##### Metin Parçası

Erdoğan: Alanım ekonomi ve netice ortada

Cumhurbaşkanı Erdoğan, "Faiz sebep, enflasyon neticedir. Buna inanmayanlar olabilir. Ben böyle inanıyorum. Alansa benim alanım da ekonomi ve neticesi ortada" dedi.

Google Haberlere Abone ol

DUVAR - Cumhurbaşkanı ve AK Parti Genel Başkanı Recep Tayyip Erdoğan, TRT ortak yayınında, gazetecilerin sorularını yanıtladı ve gündemdeki konuları değerlendirdi.

Muhalefetin "Yeter söz milletindir" sloganını kullanmasıyla ilgili soru üzerine Erdoğan, "Ya bunlarda utanma diye bir şey yok. Kalleşçe astıkları Menderes'in şimdi de sloganını çalıyorlar. Bunun adı hırsızlıktır. Kendileriyle çelişmek muhalefetin her zamanki hali. Bunların istismar etmediği ne kaldı. Adnan Menderes'in partisi 'Yeter söz milletindir' çıkışını CHP'nin tek parti faşizmine karşı yapmıştı. Bu slogan CHP'ye isyan. Millet iradesine sahip çıkanlar bu sözü kullanabilir, CHP değil" dedi.

"Bugün millet iradesine sahip çıkan kimdir, AK Parti'dir, Cumhur İttifakı'dır" diyen Erdoğan, "Şimdi bunlar bu slogana dahi çökmeye çalışıyorlar. Kalkmışlar binalarına bu sloganı asıyorlar. Önce milli iradeye saygılı olmayı öğrenin. Benim milletin size inanmaz. Çünkü siz milli değilsiniz, gayri millisiniz. Bu millete hep ihanet ettiniz" şeklinde konuştu.

ERDOĞAN'DAN BABACAN'A: BU NASIL BİR İŞ BU?

##########

İstenenler
**1)** Metin parçasında "DUVAR - Cumhurbaşkanı ve" ile "gündemdeki konuları değerlendirdi." arasındaki bölümü, bu ifadeler de dahil olmak üzere harfi harfine çoğaltınız.
**2)** Metin parçasına göre Erdoğan, CHP'nin "Yeter söz milletindir" sloganını kullanamayacağını hangi gerekçeye dayandırmaktadır?
**3)** Metin parçasından yararlanarak aşağıdaki soruları cevaplayınız.
(a) Erdoğan gazetecilerin sorularını hangi yayında yanıtlamıştır?
(b) Erdoğan faiz ile enflasyondan hangisini sebep, hangisini netice olarak görmektedir?
(c) Erdoğan'a göre bugün millet iradesine kim sahip çıkmaktadır?

##### Verilen Bilgiler

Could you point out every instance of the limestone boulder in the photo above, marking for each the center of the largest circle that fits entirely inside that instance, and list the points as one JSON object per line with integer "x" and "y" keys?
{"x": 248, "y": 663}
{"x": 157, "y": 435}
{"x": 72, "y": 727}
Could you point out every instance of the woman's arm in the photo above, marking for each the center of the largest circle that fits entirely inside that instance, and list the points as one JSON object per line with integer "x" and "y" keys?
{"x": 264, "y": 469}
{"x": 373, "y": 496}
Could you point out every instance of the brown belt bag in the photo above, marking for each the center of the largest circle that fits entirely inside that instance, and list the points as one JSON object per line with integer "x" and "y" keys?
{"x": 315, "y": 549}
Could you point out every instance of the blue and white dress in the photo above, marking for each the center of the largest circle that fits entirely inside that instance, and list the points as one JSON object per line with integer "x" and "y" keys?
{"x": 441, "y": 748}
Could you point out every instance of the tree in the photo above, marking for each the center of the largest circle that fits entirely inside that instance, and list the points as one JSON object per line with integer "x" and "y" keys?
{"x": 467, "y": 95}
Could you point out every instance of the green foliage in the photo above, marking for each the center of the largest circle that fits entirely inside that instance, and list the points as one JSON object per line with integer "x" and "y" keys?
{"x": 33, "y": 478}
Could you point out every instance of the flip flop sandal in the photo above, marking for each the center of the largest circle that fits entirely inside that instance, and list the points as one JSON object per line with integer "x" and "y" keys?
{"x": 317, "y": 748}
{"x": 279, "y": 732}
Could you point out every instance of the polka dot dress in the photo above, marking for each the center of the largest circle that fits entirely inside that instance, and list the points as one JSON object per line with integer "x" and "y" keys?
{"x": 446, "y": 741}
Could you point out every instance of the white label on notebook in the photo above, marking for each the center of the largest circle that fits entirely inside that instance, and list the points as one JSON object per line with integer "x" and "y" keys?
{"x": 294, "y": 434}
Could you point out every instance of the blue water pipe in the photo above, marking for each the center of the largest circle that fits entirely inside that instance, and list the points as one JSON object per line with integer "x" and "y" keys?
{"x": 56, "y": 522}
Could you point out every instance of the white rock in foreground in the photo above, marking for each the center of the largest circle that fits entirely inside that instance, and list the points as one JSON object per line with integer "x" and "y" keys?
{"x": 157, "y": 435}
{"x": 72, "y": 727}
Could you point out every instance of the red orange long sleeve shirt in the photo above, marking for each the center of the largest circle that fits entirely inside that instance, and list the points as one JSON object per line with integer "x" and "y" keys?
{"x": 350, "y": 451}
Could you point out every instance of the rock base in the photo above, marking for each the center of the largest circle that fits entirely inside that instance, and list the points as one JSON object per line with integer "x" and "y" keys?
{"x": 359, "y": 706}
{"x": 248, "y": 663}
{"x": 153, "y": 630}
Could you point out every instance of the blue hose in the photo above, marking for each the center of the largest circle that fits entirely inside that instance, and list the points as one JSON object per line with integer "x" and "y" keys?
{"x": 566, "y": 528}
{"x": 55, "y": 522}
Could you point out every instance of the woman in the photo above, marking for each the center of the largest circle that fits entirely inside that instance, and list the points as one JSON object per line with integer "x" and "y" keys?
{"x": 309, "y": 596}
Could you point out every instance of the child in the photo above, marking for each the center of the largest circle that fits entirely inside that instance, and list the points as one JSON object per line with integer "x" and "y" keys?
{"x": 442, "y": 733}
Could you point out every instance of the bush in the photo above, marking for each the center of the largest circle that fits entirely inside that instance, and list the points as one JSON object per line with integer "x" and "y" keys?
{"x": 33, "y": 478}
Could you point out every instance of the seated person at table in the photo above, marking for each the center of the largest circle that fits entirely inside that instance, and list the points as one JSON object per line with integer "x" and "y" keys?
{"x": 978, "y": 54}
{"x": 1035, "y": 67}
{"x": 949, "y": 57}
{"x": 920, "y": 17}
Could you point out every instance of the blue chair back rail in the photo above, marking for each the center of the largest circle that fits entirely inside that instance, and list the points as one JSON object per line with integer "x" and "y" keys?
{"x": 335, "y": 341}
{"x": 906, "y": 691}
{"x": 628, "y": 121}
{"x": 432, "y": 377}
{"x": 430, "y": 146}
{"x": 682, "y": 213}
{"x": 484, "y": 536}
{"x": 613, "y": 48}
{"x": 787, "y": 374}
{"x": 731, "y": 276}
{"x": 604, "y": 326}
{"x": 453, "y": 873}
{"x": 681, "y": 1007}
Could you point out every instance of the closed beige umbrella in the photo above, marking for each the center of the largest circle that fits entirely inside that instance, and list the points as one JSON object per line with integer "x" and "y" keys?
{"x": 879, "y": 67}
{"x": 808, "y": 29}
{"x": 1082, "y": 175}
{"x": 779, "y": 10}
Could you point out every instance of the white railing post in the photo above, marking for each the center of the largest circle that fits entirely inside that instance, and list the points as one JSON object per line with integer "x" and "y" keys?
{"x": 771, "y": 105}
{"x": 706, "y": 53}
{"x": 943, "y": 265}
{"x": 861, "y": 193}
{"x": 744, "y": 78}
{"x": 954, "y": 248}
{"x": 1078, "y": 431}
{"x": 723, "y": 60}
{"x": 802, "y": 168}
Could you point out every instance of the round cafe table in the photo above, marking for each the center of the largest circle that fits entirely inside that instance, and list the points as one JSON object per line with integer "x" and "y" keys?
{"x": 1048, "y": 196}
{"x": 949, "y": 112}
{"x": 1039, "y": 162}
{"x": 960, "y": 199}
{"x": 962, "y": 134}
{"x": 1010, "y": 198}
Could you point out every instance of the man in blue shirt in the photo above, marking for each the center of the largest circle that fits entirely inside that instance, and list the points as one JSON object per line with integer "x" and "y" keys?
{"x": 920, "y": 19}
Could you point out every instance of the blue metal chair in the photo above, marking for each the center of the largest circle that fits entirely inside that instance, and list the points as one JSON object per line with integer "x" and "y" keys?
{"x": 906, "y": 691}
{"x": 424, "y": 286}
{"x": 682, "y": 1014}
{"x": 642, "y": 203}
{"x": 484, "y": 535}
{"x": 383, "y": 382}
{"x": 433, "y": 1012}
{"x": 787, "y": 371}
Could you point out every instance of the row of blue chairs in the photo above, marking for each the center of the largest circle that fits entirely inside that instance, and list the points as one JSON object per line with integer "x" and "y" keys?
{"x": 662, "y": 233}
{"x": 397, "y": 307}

##########

Görev Çözümleri
**1)**
DUVAR - Cumhurbaşkanı ve AK Parti Genel Başkanı Recep Tayyip Erdoğan, TRT ortak yayınında, gazetecilerin sorularını yanıtladı ve gündemdeki konuları değerlendirdi.

**2)** Erdoğan'a göre bu slogan, Adnan Menderes'in partisinin CHP'nin tek parti faşizmine karşı yaptığı bir çıkıştır. Bu nedenle slogan CHP'ye karşı bir isyandır. Bu sözü millet iradesine sahip çıkanlar kullanabilir, CHP kullanamaz.

**3)**
(a) TRT ortak yayınında yanıtlamıştır.
(b) Faizi sebep, enflasyonu netice olarak görmektedir.
(c) AK Parti ve Cumhur İttifakı sahip çıkmaktadır.